Activité A: D'après le texte sur le logement social, chez combien de grands organismes HLM DAL-HLM est-il implanté ?
Activité B: Donnez la suite du texte sur le logement social et la loi Égalité et citoyenneté.

══ Texte

Avant de reloger des Parisiens à Melun, commençons par les DALO de Seine-et-Marne, et construisons des logements sociaux plutôt que des programme immobiliers spéculatifs dans les quartiers et les communes populaires de proche banlieue.

La loi Égalité et citoyenneté prévoit de fixer les loyers HLM en fonction des revenus des locataires. Une fausse bonne idée ?

Le sujet est complexe, car le logement social est soumis aux politiques de rigueur ambiantes (baisse des APL et des aides à la pierre). Nous sommes opposés à une fixation des loyers en fonction du revenu des locataires qui va introduire une division au sein des locataires d’un même bailleur, d’une même cage d’escalier... Les bailleurs sociaux vont privilégier les ménages aux revenus plus élevés, et cela permet à l’État de réduire les APL en faisant payer la part de la solidarité nationale par les locataires.

C’est une lourde attaque contre les fondamentaux du logement social que DAL-HLM, implanté chez une quinzaine de grands organismes HLM et privilégiant l’installation dans les quartiers populaires, ­dénonce et combat sur le terrain.

Même si elle apporte quelques améliorations, le reste de la loi contient d’autres régressions, et n’est de toute façon pas à la hauteur des besoins.

L’utilisation d’un logement en « bon père de famille » ferait l’objet d’une nouvelle interprétation, avec comme prétexte la lutte contre les trafiquants de drogue ?

Effectivement, l’Assemblée a adopté un amendement qui permet au bailleur de mettre fin de plein droit au bail lorsque le locataire, ou une personne qui vit dans le logement, un membre de la famille ou un ami, a été condamné pour « emploi ou acquisition » de stupéfiant, pour un délit commis dans le logement ou le quartier. Le juge n’aura plus d’autre alternative que de prononcer l’expulsion. Cet article très répressif, qui à priori vise les trafiquants, va sanctionner des innocents, par exemple les enfants de la personne condamnée, mais aussi de simples consommateurs, ou des personnes qui ont purgé leur peine et ont cessé depuis longtemps leur trafic.

════
══ Documents sources

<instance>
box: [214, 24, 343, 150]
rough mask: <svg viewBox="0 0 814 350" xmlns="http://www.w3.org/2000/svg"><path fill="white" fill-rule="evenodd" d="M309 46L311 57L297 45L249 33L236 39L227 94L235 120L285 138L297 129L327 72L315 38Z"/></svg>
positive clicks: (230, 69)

════

Corrigé A: Chez une quinzaine de grands organismes HLM.

Corrigé B:
DAL dénonce la terreur que des trafiquants font régner dans certains quartiers, mais cet amendement, rédigé manifestement sans en mesurer les conséquences, doit être retiré. Voici en tout cas une disposition que ne renierait pas le FN…

Que se passe-t-il dans le foyer de travailleurs migrants Coallia de Boulogne-­Billancourt où, vendredi 16 décembre, un incendie criminel a tué un résident et blessé grièvement plusieurs autres ?

Dans ce foyer de 500 personnes, cet incendie criminel a été provoqué par un mélange d’hydrocarbures et d’accélérateur de feu à 4 heures du matin. L’objectif était de tuer. Les portes toujours ouvertes étaient exceptionnellement fermées. C’est un miracle qu’il n’y ait pas eu plus de victimes.

Sans même se préoccuper des sinistrés ni des victimes, le ministère de l’Intérieur a déclaré que « c’est un foyer qui pose problème, avec activités et restaurants clandestins. L’ambiance y est délétère, avec des rixes entre résidents et des trafics ». Le maire de Boulogne lui a emboîté le pas et a demandé la fermeture du foyer. Pourtant, selon un élu de l’opposition municipale et des témoignages de voisins, ce foyer n’a jamais posé de problème depuis 40 ans !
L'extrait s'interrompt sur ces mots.